Elle me fixait du regard.
« Pourquoi ? » a-t-elle finalement demandé.
C'était une question que je me posais depuis un certain temps.
Le monde était entré depuis un peu plus d'un an dans ce que la Russie appelait son « opération militaire spéciale » en Ukraine, et que mon pays et la plupart du monde occidental qualifiaient d'invasion non provoquée par la Russie d'une nation européenne souveraine.
La Russie était présentée comme une menace à la fois pour les États-Unis et pour l'Europe, et le conflit ukrainien s'était transformé en une guerre par procuration dont l'objectif était de parvenir à la « défaite stratégique de la Russie ».
« Défaite stratégique » signifiait tenter de faire s'effondrer l'économie russe par l'imposition de sanctions sévères.
Cela impliquait d'épuiser l'armée russe dans une guerre sans fin en Ukraine qui sapait la force physique de la Russie (c'est-à-dire en tuant des soldats russes et en détruisant du matériel militaire russe).
Cela impliquait de faire s'effondrer la société russe dans le but de déclencher un « Maïdan de Moscou » qui renverserait le gouvernement du président russe Vladimir Poutine.

Votre tâche: Restituez intégralement l'extrait sur la guerre en Ukraine, sans aucune modification. La liste n'intervient en rien dans ce travail.

Données extraites:

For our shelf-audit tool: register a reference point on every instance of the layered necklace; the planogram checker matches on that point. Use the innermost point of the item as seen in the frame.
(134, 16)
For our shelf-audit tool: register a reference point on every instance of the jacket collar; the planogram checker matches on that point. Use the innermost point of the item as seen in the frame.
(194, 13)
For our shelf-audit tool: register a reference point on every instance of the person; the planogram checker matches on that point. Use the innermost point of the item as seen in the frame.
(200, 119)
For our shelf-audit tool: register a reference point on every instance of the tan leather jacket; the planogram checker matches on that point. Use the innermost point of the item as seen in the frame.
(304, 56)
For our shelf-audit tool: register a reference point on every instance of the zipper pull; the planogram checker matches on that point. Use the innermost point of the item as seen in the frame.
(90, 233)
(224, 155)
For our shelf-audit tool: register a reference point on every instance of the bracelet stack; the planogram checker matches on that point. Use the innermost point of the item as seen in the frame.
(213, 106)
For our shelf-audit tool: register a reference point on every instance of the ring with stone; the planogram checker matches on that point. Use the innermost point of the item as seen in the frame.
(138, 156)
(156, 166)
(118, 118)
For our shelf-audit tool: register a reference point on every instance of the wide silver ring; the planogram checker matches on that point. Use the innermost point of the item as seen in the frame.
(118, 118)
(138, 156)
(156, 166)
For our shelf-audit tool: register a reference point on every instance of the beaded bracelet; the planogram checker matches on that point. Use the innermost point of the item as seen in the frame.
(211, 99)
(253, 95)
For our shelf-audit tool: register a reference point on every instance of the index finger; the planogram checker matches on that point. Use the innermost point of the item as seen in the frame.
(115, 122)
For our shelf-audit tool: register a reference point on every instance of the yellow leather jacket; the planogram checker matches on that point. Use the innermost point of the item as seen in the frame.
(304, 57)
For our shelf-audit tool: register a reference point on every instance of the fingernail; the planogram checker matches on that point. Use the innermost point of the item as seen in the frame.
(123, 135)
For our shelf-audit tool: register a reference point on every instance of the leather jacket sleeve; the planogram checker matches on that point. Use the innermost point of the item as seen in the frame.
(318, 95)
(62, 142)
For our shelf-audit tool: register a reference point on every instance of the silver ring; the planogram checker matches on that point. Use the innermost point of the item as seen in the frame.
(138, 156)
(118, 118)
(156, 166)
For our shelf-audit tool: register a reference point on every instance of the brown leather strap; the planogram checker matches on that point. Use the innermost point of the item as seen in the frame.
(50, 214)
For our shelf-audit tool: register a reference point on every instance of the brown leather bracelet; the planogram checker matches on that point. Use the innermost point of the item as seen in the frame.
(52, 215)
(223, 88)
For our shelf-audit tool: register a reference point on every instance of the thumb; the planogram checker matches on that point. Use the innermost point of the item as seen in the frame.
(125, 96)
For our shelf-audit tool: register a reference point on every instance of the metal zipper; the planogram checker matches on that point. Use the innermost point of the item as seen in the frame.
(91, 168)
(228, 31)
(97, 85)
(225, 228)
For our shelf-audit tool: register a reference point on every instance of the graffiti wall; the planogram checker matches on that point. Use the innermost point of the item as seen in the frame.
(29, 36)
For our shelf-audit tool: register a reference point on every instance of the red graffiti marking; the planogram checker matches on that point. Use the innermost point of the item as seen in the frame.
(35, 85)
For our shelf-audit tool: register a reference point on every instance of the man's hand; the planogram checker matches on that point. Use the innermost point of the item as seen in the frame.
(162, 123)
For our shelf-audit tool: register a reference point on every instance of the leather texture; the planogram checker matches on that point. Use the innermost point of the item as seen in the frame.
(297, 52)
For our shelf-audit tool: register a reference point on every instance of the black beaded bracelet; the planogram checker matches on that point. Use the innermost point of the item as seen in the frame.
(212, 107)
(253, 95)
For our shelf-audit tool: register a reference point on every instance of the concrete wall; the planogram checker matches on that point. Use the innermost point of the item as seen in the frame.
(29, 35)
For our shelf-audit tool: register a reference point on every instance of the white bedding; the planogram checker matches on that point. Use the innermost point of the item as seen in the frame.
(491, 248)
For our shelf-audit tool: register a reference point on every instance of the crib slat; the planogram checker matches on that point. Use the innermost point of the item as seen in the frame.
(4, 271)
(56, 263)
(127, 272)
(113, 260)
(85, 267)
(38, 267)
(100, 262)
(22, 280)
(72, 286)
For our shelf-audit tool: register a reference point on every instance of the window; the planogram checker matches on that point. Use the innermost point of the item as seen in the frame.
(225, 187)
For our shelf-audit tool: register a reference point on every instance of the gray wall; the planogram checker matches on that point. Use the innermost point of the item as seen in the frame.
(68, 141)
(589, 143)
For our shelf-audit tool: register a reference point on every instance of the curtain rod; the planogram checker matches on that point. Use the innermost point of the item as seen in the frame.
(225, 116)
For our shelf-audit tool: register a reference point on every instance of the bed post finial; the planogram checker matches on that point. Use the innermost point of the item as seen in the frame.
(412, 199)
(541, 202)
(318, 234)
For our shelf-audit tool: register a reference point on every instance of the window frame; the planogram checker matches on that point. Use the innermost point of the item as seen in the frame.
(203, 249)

Résultat obtenu:
Elle me fixait du regard.
« Pourquoi ? » a-t-elle finalement demandé.
C'était une question que je me posais depuis un certain temps.
Le monde était entré depuis un peu plus d'un an dans ce que la Russie appelait son « opération militaire spéciale » en Ukraine, et que mon pays et la plupart du monde occidental qualifiaient d'invasion non provoquée par la Russie d'une nation européenne souveraine.
La Russie était présentée comme une menace à la fois pour les États-Unis et pour l'Europe, et le conflit ukrainien s'était transformé en une guerre par procuration dont l'objectif était de parvenir à la « défaite stratégique de la Russie ».
« Défaite stratégique » signifiait tenter de faire s'effondrer l'économie russe par l'imposition de sanctions sévères.
Cela impliquait d'épuiser l'armée russe dans une guerre sans fin en Ukraine qui sapait la force physique de la Russie (c'est-à-dire en tuant des soldats russes et en détruisant du matériel militaire russe).
Cela impliquait de faire s'effondrer la société russe dans le but de déclencher un « Maïdan de Moscou » qui renverserait le gouvernement du président russe Vladimir Poutine.